HOW TO COMPLETE THIS TASK: Among the lines of the material, copy those that hold the string "drop".

═════ DATA PROVIDED

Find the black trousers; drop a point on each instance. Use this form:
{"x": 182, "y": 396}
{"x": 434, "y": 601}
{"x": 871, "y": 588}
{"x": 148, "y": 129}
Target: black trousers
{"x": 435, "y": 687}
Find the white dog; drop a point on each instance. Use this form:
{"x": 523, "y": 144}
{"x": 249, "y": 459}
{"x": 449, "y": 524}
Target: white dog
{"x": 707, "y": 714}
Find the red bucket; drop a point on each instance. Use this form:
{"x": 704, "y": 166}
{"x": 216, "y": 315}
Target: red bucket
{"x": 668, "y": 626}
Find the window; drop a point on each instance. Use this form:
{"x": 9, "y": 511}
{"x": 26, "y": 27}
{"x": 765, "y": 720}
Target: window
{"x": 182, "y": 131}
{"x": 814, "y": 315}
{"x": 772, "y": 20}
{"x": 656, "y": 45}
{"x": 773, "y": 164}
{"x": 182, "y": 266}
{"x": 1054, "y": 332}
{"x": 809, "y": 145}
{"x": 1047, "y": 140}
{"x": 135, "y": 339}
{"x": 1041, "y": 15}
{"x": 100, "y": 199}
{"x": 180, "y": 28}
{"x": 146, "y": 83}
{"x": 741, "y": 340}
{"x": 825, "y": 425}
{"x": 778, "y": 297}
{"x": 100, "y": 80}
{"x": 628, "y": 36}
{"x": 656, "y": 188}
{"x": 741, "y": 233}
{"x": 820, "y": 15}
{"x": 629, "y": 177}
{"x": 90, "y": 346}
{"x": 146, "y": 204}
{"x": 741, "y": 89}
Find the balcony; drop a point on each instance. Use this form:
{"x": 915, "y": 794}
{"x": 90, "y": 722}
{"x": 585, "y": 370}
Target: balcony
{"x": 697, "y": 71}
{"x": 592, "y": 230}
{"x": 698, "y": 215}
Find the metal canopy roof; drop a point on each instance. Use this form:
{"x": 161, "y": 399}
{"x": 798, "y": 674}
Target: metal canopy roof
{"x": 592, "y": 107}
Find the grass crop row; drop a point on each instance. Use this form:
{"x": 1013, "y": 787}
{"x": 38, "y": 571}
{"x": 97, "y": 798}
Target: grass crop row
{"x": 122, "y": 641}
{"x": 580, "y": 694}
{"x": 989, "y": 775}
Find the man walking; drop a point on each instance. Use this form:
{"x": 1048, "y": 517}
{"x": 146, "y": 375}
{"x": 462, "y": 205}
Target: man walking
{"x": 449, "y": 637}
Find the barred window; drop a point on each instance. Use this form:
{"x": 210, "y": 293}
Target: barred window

══════════

OUTPUT OF THE EXERCISE:
Find the black trousers; drop a point on each instance. Use this form:
Find the white dog; drop a point on each instance. Use this form:
Find the red bucket; drop a point on each instance. Use this form:
Find the window; drop a point on each instance. Use this form:
Find the balcony; drop a point on each instance. Use this form:
Find the metal canopy roof; drop a point on each instance. Use this form:
Find the grass crop row; drop a point on each instance. Use this form:
Find the man walking; drop a point on each instance. Use this form:
Find the barred window; drop a point on each instance. Use this form:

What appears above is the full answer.